BRIEF DESCRIPTION OF THE DRAWINGS

[0021] FIG. 1 is a schematic diagram of an air-bearing surface of a magnetoresistive thin film head comprising a CIP-type GMR film.

[0022] FIG. 2 is a schematic diagram of an air-bearing surface of a magnetoresistive thin film head comprising a CPP-type GMR film.

[0023] FIG. 3 is a schematic diagram of an air-bearing surface of a composite magnetic thin film head comprising a CIP-type GMR film.

[0024] FIG. 4 is a schematic diagram of a section of a composite magnetic thin film head, showing electrical connection between an upper shield and a lower shield in the process of forming a magnetoresistive thin film head comprising a CIP-type GMR film.

[0025] FIG. 5 is a schematic diagram of a section of an inductive magnetic thin film head having a structure in which a coil is buried at the same horizontal position as a lower pole in accordance with an embodiment of the present invention.

[0026] FIG. 6 is a schematic diagram of an air-bearing surface of a composite magnetic thin film head in which an inductive magnetic thin film head and a magnetoresistive thin film head are sequentially provided on a substrate.

[0027] FIG. 7 is a schematic diagram of a section of a composite magnetic thin film head in which an inductive magnetic thin film head is of the perpendicular recording system in accordance with another embodiment of the present invention.

DETAILED DESCRIPTION OF THE INVENTION

[0028] Some embodiments of the present invention are described below with reference to the drawings. FIG. 5 illustrates a section of a composite magnetic thin film head according to a first embodiment of the present invention, and FIG. 6 illustrates an air-bearing surface of the composite magnetic thin film head. The composite magnetic thin film head is completed by forming an undercoat 82 on an AlTiC substrate 81, and then sequentially providing thereon an inductive magnetic thin film head and a magnetoresistive thin film head used by passing an electric current perpendicularly to a multilayer structure.

_Raw data_.

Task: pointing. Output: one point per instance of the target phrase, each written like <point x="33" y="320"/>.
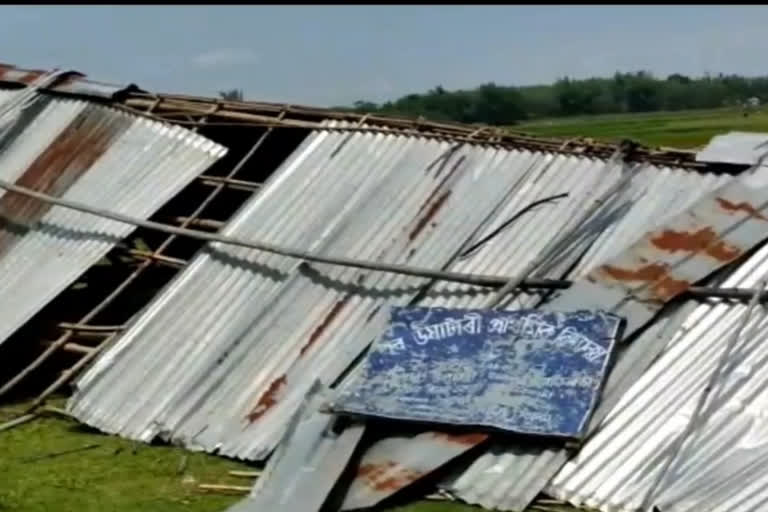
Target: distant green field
<point x="686" y="129"/>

_Written task A_. Decide whether each statement agrees with the patent excerpt above, answering yes or no and quoting the words that settle it: (i) FIG. 2 shows an air-bearing surface of a head comprising a CPP-type GMR film; (ii) the undercoat is formed on a silicon substrate; (iii) in FIG. 7 the inductive magnetic thin film head is of the perpendicular recording system.
_Written task B_. Reproduce, word for word, everything in the patent excerpt above from "[0027] FIG. 7" down to "another embodiment of the present invention.".

_Solution A_.
(i) Yes: "FIG. 2 is a schematic diagram of an air-bearing surface of a magnetoresistive thin film head comprising a CPP-type GMR film."
(ii) No: "forming an undercoat 82 on an AlTiC substrate 81"
(iii) Yes: "an inductive magnetic thin film head is of the perpendicular recording system"

_Solution B_.
[0027] FIG. 7 is a schematic diagram of a section of a composite magnetic thin film head in which an inductive magnetic thin film head is of the perpendicular recording system in accordance with another embodiment of the present invention.